* START Passage provided *

As fabulous as our brains are, they have their blind spots to happiness. Our brains are wired to chunk data and make things routine so we can handle more complex tasks. But what happens when it applies this method to other human beings or even the people who are dearest to us? When we feel connected, we feel balanced and happy. When we feel disconnected, we feel imbalanced and often unhappy. A little while ago New York Rescue mission tried out a little experiment to see just how invisible the homeless are to most of us. What they found will touch your heart and has implications for all our relationships. 

Here is a short 3-minute video of their experiment:

In the video you’ll see:

  • People agreed to pose as a homeless person.
  • Then, they had their unsuspecting relatives (wife, sister, cousin, grandson) walk by.
  • The relatives didn’t even notice their loved ones.

Underneath every human being is a need for belonging.

We all have a need to feel cared about, to be understood, to be accepted.

* END Passage provided *

* Set exercise 1
Answer these questions from the passage on the homeless experiment:
(a) Who tried out the experiment?
(b) How long is the video of the experiment?
(c) What is underneath every human being, according to the passage?
* Set exercise 2
Write out the passage on the homeless experiment word for word, from "As fabulous as" up to and including "their loved ones.".
Please note that the records aren't needed here.

* START Items *

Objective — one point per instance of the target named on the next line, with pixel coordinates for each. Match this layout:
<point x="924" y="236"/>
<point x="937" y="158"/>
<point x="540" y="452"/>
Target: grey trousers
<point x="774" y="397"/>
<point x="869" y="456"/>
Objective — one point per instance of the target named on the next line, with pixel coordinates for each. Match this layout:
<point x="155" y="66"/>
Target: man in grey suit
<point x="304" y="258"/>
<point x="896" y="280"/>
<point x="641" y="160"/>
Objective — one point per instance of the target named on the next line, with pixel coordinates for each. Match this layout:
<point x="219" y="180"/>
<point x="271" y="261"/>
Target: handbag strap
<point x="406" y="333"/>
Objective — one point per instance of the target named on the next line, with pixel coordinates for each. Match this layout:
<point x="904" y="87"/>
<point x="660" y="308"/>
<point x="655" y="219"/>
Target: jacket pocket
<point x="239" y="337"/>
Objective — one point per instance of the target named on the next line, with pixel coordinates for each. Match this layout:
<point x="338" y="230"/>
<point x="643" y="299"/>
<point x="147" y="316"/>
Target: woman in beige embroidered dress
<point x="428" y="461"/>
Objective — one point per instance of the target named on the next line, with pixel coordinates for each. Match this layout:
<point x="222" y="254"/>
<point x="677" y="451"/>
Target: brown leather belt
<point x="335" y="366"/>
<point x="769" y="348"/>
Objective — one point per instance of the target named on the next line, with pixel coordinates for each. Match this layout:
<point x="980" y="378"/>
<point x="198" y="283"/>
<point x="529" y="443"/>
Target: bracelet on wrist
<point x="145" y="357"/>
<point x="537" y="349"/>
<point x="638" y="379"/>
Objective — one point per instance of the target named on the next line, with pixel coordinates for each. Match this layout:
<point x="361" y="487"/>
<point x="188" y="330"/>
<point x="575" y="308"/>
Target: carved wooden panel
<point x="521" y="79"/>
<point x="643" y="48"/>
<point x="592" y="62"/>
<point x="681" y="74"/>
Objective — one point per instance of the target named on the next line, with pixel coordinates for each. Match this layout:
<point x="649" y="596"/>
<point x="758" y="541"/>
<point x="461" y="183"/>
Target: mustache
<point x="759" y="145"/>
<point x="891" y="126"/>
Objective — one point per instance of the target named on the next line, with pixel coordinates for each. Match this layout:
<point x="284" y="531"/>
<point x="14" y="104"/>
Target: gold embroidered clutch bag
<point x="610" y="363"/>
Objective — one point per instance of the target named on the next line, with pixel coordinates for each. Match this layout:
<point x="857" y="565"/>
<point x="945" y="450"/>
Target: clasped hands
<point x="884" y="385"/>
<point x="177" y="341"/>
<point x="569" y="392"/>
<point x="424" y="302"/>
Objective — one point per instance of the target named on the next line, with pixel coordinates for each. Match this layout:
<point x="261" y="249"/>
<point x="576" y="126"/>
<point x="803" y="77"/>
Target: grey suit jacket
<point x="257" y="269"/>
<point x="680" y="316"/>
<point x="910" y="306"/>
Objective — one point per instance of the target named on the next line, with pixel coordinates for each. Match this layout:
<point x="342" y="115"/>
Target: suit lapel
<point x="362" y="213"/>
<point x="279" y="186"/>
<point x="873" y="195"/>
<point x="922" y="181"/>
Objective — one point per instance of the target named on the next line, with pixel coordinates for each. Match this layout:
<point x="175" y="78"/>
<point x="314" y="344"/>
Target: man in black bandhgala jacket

* END Items *

* Complete response 1
(a) New York Rescue mission
(b) 3 minutes
(c) A need for belonging

* Complete response 2
As fabulous as our brains are, they have their blind spots to happiness. Our brains are wired to chunk data and make things routine so we can handle more complex tasks. But what happens when it applies this method to other human beings or even the people who are dearest to us? When we feel connected, we feel balanced and happy. When we feel disconnected, we feel imbalanced and often unhappy. A little while ago New York Rescue mission tried out a little experiment to see just how invisible the homeless are to most of us. What they found will touch your heart and has implications for all our relationships. 

Here is a short 3-minute video of their experiment:

In the video you’ll see:

  • People agreed to pose as a homeless person.
  • Then, they had their unsuspecting relatives (wife, sister, cousin, grandson) walk by.
  • The relatives didn’t even notice their loved ones.